_Exercise materials:_
::::::

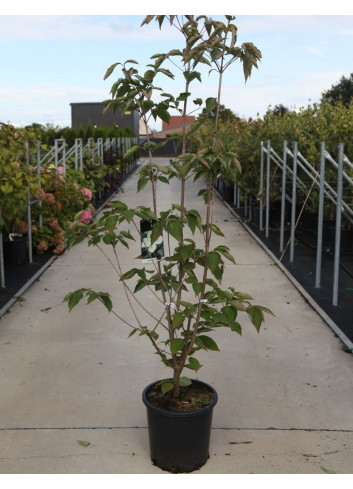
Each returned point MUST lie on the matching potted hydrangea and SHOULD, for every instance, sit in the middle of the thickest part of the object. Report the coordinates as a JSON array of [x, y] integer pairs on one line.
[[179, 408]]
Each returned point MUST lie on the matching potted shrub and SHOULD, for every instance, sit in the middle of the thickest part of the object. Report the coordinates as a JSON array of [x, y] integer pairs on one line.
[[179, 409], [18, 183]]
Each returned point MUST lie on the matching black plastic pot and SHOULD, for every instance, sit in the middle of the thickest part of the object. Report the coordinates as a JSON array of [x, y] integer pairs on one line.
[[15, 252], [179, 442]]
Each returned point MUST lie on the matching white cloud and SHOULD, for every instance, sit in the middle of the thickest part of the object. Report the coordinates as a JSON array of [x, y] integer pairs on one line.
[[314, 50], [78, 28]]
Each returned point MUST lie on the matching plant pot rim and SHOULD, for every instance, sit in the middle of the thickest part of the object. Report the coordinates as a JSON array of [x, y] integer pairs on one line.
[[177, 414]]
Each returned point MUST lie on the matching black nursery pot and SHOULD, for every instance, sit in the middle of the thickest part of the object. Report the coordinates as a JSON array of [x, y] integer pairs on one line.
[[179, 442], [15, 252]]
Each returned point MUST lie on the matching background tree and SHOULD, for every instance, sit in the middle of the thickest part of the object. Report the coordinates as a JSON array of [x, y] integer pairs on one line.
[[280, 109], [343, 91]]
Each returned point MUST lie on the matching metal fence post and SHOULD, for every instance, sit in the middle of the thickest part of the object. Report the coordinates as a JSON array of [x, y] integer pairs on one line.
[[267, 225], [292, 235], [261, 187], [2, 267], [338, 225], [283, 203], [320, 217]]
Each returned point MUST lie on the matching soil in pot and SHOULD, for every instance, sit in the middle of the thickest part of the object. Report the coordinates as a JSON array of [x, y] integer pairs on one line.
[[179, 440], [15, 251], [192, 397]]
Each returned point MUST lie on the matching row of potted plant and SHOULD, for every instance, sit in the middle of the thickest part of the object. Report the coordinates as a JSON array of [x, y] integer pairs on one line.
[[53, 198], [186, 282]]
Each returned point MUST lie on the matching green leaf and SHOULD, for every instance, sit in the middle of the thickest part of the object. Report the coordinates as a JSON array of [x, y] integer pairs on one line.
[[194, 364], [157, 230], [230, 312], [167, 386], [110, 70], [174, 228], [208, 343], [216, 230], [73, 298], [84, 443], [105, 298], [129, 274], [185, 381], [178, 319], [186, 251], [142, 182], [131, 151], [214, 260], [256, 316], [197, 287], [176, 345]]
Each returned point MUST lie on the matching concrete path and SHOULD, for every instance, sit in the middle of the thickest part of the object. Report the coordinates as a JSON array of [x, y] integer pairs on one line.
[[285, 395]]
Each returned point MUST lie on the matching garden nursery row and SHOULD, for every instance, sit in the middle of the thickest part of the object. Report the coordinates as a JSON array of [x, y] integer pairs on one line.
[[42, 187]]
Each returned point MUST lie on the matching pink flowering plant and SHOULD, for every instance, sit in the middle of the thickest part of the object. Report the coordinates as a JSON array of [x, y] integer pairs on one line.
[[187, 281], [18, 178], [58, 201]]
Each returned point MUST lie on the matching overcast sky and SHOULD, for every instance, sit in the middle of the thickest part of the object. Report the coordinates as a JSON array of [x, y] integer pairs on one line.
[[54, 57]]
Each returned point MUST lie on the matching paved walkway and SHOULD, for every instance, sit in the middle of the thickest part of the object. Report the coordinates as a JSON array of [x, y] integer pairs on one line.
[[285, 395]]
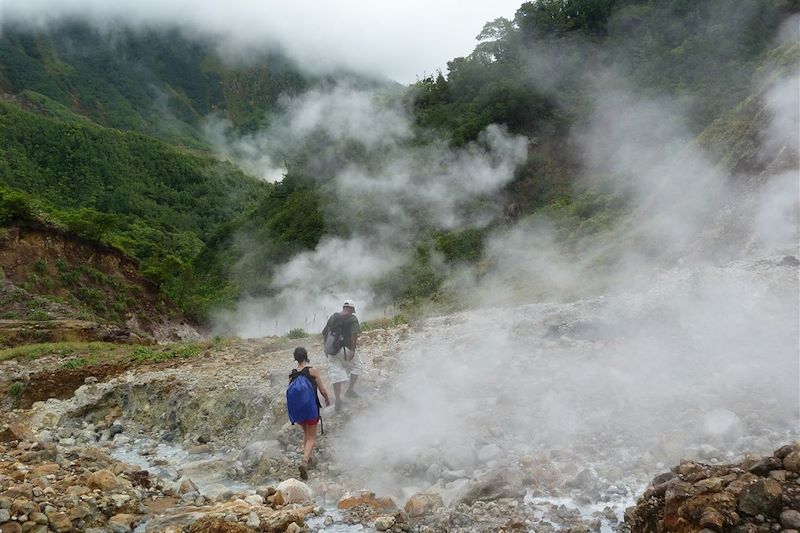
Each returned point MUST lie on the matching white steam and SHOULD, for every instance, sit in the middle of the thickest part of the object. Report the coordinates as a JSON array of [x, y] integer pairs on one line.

::::::

_Aim of the task:_ An exact, picture-free copy of the entries is required.

_Solved problem:_
Each returned point MUST lie on the matching potted hydrangea and SHOULD, for every instance, sit in the middle of the thickest part of the object. Report the coordinates as a JSON array of [x, y] integer pairs on one line.
[[179, 408]]
Each returned point MUST lie on the matching potted shrub and SHOULD, for every instance, sit in the middle of the thickest part of the object. Report the coordinates as a JSON array of [x, y] integer pairs on one line.
[[179, 409], [18, 183]]
Each returned point MUST lie on the matching black plastic pot and SHOULD, for every instance, sit in the middle of the thickest part of the object. Report the coordinates as a JSON array of [x, y] integer pairs on one line.
[[15, 252], [179, 442]]
Each returned point MUST lie on the matching white cloud and SHOULD, for every instance, sit in the middle of the thickest part of the object. Report the coordinates as a JSON array of [x, y] integer pairs on one line.
[[314, 50], [78, 28]]
Each returned point MUST lie on the matching plant pot rim and SHOULD, for every instance, sit in the middle of the thickest part of the object. Report the coordinates as a JSON array of [x, y] integer pairs on one line.
[[177, 414]]
Each returned point MUST lie on the matching black nursery pot and SHOULD, for every instance, sit in the middle of the thickest part of the object. Report the coordinates as a JSON array of [x, y] integer pairs on one line.
[[179, 442], [15, 252]]
Each returned point MUST lie on the matching background tree and SHOULD, for every instance, sit in the middle of the thickest part of the object. Report the coordinates as a JSON array of [x, y] integer pairs on one line.
[[280, 109], [343, 91]]
Each returned point MUST lie on the matching metal fence post and SHOULD, for every instance, sit in the middle of the thickest part of the object. Report the coordinates as a JSON array of [x, y] integer pairs on one line.
[[267, 225], [292, 235], [261, 187], [2, 267], [338, 225], [283, 203], [320, 217]]
Each returned point MUST lie on the matching soil in pot and SHOULD, for every instance, sit in the middle of the thickest part of the object. Report the coordinates as a JSON array of [x, y] integer pairs on one line.
[[179, 440], [15, 251], [192, 397]]
Each returned point MUST lie on the matching row of potted plant and SHOULD, for every instance, sit in the middle of the thickest part of the object. Report the coordinates as a JSON array of [x, y] integer pairs on one line.
[[53, 198], [186, 282]]
Each returned point MUST lie on the matching green leaf and SHOULD, for every instance, sit in the middle of the thickest part of the object. Report the coordinates as a JSON array of [x, y] integer pairs on one line.
[[194, 364], [157, 230], [230, 312], [167, 386], [110, 70], [174, 228], [208, 343], [216, 230], [73, 298], [84, 443], [105, 298], [129, 274], [185, 381], [178, 319], [186, 251], [142, 182], [131, 151], [214, 260], [256, 316], [197, 287], [176, 345]]
Each returned point MUST lie on the matching concrete path and SHOULD, for every instance, sit in the middle of the thickest part of the object. Report the coordinates as a JSON array of [x, y] integer pairs on one line.
[[285, 395]]
Each returned point MUST lie on the matching garden nursery row and SHOULD, for every instance, sit in the middle of the thickest part of the object. Report the coordinates as a JSON array of [x, y] integer pairs on one line.
[[42, 187]]
Each returned point MUST lie on the matching pink flowering plant and SHOULD, for every instance, sit in the middle of the thickest part of the object. Report the coordinates as a JSON array of [x, y] integer pairs on one line.
[[187, 281], [18, 178], [58, 201]]
Each returned point MUST lie on the matching overcast sky and SHOULD, for every instance, sit in the middle of the thickest part of the object. Report the coordinates as a JSON array of [x, y] integer pairs on one line.
[[54, 57]]
Each returned point MUST lie on the matching paved walkway and SHOULD, for every instance, sit in the middle of the thickest part of the object. Report the coordinates as a JSON array of [x, y] integer pairs on one line.
[[285, 395]]
Each returned point MUST lie on the matching white steam and SHOULD, for every instance, sit in the middle of the thickest part of the object. Report the coordinates as a JSON array of [x, y] integer pairs on one line.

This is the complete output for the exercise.